• GIVEN REQUEST 1
Rescale the records from the line with "Each instance of the osprey" to the line with "[[493, 431]]", both included. Reproduce every line in that span, requests included, and multiply each coordinate in the answers by 1.75, rounding to whole numbers with halves rounded up.
┄┄┄┄┄┄
First Quarter 2014 Results
Revenues were $3.86 billion for the first quarter of 2014 compared with $4.04 billion in the same prior-year period, which included more than $280 million from the CBS Television Network's broadcast of Super Bowl XLVII. Content licensing and distribution revenues grew 6%, driven by higher international licensing of television programming. Affiliate and subscription fee revenues rose 9%, led by higher cable affiliate fees, retransmission revenues, and fees from CBS Television Network-affiliated television stations.
Operating income before depreciation and amortization ("OIBDA") of $930 million and operating income of $818 million for the first quarter of 2014 were each up 2% from the same prior-year period as increases in higher-margin revenues more than overcame the absence of the 2013 Super Bowl broadcast.
Net earnings from continuing operations were $468 million for the first quarter of 2014, or $.78 per diluted share, compared with $463 million, or $.73 per diluted share, for the same prior-year period. Net earnings for the first quarter of 2014 included interest expense of $12 million ($7 million, net of tax), or $.01 per diluted share, from the $1.6 billion that our outdoor subsidiary, CBS Outdoor Americas Inc. ("CBS Outdoor"), borrowed during the first quarter of 2014. Diluted earnings per share from continuing operations rose 7%, primarily driven by the operating income growth as well as lower weighted average shares outstanding as a result of the Company's ongoing share repurchases.
Reconciliations of non-GAAP measures to reported results are included at the end of this earnings release.
Free Cash Flow
For the first quarter of 2014, free cash flow was $485 million compared with $576 million for the same prior-year period. The Company generated operating cash flow from continuing operations of $521 million in 2014 versus $610 million for the first quarter of 2013. The decreases reflect the benefit to 2013 from CBS's Super Bowl broadcast.
┄┄┄┄┄┄
• GIVEN REQUEST 2
In the earnings release, rewrite the passage from "Operating income before" to "2013 Super Bowl broadcast.", replacing "higher-margin" with "high-margin".

• RECORDS SHOWN
┄┄┄┄┄┄
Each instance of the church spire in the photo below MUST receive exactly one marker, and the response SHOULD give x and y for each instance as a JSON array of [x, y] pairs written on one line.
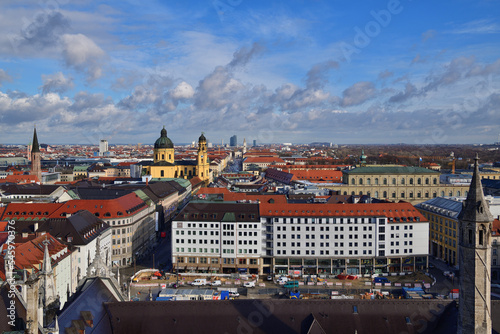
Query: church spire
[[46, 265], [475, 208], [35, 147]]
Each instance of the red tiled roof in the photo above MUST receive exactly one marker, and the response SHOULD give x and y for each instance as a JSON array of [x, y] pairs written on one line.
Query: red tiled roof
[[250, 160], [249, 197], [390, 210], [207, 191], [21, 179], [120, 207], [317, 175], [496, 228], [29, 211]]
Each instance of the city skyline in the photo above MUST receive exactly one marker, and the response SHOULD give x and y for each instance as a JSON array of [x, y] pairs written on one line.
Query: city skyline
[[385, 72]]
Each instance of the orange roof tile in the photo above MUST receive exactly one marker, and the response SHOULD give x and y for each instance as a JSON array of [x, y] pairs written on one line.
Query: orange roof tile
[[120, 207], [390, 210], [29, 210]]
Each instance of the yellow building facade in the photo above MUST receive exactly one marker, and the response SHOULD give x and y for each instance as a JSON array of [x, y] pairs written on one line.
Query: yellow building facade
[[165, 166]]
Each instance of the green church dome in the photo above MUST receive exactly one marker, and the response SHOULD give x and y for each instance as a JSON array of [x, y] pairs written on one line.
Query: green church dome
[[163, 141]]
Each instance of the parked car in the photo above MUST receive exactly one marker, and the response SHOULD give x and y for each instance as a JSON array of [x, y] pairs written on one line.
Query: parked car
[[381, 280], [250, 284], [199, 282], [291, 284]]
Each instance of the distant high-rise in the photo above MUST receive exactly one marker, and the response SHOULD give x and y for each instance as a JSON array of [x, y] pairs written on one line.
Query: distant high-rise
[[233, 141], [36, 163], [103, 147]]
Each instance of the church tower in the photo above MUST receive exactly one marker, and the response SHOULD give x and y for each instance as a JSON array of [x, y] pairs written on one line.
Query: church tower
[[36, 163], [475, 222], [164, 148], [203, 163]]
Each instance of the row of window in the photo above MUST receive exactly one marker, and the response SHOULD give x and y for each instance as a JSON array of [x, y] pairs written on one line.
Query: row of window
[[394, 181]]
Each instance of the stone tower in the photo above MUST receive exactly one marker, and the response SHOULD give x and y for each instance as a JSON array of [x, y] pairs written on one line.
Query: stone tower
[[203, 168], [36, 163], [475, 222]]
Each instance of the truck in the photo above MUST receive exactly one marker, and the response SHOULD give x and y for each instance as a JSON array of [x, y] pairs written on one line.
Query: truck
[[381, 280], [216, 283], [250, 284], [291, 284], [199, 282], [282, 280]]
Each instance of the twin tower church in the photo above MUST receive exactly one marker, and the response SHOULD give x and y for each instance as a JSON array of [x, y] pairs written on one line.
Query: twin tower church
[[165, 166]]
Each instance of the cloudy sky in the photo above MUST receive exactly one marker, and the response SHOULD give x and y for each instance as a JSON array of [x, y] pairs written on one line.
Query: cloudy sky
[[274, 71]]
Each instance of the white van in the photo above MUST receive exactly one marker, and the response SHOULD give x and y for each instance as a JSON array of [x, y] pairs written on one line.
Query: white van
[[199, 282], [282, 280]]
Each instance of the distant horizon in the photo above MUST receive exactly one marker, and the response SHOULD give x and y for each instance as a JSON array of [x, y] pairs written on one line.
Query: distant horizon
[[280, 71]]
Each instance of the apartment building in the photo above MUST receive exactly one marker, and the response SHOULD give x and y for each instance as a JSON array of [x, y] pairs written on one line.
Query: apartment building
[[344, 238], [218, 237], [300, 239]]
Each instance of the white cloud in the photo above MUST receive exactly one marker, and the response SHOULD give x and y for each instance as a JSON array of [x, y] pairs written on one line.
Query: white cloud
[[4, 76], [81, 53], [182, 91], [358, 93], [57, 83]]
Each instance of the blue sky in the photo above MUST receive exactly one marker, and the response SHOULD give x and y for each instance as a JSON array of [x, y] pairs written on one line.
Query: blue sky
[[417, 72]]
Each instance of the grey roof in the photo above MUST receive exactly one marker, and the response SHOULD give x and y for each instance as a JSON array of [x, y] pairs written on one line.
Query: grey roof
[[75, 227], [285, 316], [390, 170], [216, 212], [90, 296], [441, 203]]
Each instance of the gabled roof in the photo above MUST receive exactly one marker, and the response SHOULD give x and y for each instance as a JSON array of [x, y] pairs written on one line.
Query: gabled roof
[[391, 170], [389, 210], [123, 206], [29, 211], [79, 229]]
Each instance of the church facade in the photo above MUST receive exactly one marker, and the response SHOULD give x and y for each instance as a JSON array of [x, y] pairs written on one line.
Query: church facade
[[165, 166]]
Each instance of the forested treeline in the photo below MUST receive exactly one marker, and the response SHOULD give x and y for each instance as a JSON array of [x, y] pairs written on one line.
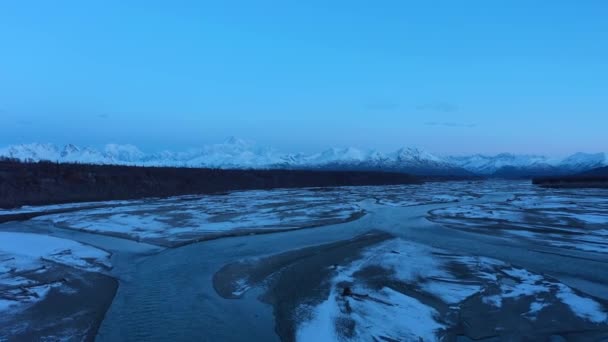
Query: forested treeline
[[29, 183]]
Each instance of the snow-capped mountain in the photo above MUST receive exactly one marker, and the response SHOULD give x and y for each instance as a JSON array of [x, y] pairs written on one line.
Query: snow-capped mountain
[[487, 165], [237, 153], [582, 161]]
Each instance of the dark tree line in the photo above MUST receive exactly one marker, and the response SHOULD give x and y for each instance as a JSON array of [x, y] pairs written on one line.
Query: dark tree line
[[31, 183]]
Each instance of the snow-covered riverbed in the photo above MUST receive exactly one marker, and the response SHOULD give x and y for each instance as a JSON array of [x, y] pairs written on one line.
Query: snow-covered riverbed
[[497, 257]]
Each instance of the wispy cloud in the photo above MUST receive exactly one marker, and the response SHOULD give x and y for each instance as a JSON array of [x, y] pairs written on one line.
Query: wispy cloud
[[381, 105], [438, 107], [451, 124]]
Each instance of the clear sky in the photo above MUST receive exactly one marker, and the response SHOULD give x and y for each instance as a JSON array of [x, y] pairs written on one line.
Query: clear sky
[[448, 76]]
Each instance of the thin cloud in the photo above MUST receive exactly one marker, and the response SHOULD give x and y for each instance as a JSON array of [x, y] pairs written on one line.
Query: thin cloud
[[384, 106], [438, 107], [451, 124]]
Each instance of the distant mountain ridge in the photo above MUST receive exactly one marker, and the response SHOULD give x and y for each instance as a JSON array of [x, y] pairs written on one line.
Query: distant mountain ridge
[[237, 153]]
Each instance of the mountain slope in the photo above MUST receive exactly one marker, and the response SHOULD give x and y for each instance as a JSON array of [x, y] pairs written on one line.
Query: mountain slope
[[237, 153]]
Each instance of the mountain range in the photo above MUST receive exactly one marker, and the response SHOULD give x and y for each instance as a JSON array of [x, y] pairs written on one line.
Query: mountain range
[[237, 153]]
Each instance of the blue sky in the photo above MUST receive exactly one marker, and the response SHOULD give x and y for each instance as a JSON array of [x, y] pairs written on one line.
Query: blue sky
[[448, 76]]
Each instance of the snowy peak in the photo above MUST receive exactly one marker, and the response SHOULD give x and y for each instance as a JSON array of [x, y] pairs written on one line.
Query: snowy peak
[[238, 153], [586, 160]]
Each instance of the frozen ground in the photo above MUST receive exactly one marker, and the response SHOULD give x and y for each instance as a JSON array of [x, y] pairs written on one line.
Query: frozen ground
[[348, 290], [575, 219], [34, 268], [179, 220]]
┄┄┄┄┄┄
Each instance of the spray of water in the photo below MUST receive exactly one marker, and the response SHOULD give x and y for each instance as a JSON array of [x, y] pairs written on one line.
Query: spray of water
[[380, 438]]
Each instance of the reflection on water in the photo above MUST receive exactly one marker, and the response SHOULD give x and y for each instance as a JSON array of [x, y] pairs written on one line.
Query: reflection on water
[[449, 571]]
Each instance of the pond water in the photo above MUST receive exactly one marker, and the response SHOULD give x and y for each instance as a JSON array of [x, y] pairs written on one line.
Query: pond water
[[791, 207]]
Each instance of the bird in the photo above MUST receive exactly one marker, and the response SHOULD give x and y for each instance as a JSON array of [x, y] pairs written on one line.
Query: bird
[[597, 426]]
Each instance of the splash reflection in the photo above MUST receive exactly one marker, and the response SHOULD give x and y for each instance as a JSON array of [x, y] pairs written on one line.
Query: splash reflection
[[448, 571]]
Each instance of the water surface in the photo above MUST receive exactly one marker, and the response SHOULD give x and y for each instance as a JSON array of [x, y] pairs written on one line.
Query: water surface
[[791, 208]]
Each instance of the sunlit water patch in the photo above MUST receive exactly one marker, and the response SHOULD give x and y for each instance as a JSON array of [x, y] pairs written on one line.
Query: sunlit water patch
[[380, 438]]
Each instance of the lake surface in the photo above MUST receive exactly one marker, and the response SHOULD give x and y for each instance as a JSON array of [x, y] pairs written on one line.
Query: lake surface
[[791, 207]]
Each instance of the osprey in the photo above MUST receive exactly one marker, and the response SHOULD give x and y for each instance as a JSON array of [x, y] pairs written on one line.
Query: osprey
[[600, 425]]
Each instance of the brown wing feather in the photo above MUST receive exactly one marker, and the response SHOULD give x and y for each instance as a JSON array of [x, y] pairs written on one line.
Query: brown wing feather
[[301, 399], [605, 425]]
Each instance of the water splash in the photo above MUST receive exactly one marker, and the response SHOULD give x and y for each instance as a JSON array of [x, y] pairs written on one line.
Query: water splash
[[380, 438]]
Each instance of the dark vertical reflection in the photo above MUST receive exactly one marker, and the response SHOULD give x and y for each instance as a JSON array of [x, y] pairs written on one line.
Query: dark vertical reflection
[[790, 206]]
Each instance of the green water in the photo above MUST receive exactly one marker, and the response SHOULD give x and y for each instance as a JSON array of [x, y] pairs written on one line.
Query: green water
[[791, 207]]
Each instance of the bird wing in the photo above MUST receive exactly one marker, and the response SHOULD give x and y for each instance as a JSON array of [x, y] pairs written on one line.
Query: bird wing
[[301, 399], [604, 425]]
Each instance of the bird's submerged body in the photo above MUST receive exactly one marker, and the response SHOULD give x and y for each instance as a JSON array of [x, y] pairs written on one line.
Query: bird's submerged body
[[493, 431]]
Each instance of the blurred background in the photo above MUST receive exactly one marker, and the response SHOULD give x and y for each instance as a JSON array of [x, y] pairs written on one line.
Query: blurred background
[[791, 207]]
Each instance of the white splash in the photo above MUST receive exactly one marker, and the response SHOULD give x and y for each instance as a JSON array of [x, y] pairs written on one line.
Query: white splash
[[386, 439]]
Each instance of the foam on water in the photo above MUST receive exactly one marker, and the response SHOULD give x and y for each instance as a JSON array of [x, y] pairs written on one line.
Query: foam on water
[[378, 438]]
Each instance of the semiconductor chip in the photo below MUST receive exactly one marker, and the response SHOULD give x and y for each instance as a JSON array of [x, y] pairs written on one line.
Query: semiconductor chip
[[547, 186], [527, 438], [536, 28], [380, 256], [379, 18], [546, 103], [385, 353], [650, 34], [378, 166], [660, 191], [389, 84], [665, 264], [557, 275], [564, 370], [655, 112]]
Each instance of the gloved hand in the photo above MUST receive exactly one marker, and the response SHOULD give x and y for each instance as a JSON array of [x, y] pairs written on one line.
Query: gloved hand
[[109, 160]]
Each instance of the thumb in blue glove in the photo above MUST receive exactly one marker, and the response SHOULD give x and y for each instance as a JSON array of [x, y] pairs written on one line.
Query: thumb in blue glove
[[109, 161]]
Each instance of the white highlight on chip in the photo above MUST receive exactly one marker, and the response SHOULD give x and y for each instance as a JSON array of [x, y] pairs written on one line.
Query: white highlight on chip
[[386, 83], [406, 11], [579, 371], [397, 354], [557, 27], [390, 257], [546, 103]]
┄┄┄┄┄┄
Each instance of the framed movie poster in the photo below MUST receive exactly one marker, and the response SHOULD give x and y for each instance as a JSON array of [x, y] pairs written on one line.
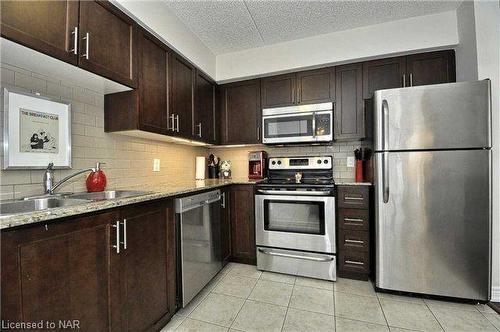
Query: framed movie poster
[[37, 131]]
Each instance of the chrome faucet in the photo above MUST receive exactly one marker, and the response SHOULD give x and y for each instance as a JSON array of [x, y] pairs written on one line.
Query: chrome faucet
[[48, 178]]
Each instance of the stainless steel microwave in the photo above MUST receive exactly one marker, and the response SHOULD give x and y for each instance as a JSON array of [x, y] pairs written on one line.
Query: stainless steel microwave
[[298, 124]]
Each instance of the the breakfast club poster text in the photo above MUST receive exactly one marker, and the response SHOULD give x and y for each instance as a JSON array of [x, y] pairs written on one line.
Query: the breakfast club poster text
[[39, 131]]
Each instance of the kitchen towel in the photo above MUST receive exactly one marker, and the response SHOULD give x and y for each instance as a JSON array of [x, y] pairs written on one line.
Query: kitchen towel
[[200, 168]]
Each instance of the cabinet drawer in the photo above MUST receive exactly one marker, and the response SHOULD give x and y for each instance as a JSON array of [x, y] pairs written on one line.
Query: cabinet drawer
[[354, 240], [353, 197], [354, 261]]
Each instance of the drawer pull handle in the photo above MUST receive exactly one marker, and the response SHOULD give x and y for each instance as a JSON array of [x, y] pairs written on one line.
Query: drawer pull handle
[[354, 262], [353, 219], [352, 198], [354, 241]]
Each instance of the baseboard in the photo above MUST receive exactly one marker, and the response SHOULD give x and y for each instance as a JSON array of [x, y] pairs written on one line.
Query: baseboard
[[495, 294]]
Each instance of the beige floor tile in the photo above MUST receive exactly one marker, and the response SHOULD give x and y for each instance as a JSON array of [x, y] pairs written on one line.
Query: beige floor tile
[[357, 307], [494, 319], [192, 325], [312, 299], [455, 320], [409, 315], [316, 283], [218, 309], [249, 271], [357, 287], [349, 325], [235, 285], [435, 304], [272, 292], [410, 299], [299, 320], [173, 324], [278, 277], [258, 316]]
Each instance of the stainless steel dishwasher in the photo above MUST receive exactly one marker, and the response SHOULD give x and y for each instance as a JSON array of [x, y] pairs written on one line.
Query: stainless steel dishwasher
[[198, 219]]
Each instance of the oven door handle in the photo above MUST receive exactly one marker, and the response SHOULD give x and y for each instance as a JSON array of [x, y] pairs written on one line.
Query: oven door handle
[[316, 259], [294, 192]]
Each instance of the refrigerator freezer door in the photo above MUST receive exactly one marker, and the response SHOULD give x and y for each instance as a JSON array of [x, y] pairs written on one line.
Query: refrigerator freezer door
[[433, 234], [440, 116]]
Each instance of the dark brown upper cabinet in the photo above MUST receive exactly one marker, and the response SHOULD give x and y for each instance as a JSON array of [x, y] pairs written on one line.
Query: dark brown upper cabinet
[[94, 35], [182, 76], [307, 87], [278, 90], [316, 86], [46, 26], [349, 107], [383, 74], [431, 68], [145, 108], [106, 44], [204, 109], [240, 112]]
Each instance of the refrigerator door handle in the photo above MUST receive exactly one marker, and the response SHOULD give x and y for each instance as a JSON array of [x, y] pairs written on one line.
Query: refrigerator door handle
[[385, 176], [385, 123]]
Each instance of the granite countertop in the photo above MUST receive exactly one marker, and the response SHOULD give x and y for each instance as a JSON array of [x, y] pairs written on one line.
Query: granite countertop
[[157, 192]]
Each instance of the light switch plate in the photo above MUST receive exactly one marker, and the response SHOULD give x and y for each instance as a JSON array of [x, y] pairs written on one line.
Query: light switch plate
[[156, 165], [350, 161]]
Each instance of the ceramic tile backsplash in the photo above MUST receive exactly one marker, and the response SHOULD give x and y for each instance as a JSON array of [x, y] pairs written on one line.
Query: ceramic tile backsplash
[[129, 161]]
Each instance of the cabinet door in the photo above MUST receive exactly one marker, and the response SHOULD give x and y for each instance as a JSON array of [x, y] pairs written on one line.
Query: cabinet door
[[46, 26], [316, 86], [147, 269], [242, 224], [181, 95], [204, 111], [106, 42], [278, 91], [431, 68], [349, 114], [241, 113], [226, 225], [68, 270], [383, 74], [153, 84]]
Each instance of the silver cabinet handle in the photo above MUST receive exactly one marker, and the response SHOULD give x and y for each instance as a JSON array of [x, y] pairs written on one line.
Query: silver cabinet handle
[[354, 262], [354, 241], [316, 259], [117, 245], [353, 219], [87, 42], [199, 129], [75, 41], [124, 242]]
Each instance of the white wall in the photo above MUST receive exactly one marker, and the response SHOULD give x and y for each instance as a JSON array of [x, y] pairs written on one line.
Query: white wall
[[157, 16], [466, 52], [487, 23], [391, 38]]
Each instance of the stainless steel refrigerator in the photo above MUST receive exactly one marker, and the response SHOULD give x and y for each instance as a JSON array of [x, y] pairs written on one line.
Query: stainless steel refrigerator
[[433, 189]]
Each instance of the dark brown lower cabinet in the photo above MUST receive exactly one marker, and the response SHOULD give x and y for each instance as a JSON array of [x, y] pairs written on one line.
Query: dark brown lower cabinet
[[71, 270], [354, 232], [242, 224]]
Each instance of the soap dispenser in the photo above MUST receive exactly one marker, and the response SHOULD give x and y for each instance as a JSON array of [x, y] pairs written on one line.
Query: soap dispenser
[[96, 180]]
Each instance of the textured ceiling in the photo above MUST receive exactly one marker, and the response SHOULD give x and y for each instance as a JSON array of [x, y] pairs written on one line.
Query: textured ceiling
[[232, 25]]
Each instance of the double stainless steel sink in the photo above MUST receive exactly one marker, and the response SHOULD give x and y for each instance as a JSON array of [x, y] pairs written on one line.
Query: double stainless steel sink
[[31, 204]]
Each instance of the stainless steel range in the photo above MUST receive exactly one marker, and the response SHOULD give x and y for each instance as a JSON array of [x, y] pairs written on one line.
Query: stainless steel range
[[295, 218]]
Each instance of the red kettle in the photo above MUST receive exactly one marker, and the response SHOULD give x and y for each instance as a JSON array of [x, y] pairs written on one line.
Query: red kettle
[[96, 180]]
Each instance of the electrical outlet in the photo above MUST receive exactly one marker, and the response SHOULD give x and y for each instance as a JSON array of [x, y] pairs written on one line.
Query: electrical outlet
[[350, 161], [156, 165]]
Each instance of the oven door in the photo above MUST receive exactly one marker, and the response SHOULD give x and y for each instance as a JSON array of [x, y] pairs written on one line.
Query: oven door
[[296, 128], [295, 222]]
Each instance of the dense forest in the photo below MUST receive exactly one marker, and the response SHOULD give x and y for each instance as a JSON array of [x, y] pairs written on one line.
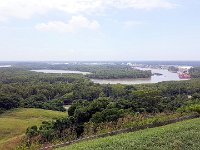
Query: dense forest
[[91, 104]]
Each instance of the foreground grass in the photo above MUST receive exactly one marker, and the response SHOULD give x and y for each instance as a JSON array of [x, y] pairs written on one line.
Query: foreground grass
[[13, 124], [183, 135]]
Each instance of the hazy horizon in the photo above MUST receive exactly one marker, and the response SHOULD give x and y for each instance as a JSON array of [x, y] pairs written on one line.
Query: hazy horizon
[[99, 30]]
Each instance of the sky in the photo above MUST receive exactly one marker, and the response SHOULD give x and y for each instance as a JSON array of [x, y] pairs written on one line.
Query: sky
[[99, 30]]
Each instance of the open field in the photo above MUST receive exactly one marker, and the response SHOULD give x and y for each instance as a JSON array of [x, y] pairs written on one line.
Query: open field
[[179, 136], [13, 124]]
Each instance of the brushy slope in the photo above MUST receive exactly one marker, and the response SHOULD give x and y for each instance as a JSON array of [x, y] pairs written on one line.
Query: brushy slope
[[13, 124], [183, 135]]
┄┄┄┄┄┄
• RIGHT ANSWER 1
Each instance of the osprey in the photo above MUST receive exactly one marker, and the response SHOULD give x and y for each instance as a JSON array of [x, y] pairs written on one line.
Query: osprey
[[1050, 744]]
Each instance of the brown wing feather in the photo above MUST receive exactly one marker, and the response SHOULD give x and y for each instance as a JSON array of [x, y] pairs written on one line.
Query: brown wing feather
[[527, 698], [1059, 744]]
Each instance of the water splash in the photo above MUST receive exactly one marker, and the response SHOULD give x and y for each instance as a JSON array of [x, y] pairs written on one line.
Query: water splash
[[665, 767]]
Each instance of the dark vertical reflection in the photo above MUST receive exactly one marker, and the response SHOULD give x and y for each instance as a JSON array of [x, y] pairs written on one line.
Query: dark vertical reflection
[[1383, 361]]
Each instance of the green water in the photo above MUST receive exactly one marker, and the response SHOULD give x and y for each instance as a JSON array of [x, y] pairs written on one line.
Query: green water
[[1384, 362]]
Each instance of the bird wing in the photo above MUST receive exactly one marker, and the response SHOULD give x and y for each instance as a JSON array of [x, y] pairs written on one line.
Query: bird wing
[[527, 698], [1057, 744]]
Each instance of the bird's submerged body in the photo above MUST receive exactly one marker, and the response SHOULD give x and y for each instance as a JSON array of [x, y] pairs written on one line.
Query: bird's submerged body
[[863, 754]]

• RIGHT ANSWER 2
Operating income before depreciation and amortization ("OIBDA") of $930 million and operating income of $818 million for the first quarter of 2014 were each up 2% from the same prior-year period as increases in high-margin revenues more than overcame the absence of the 2013 Super Bowl broadcast.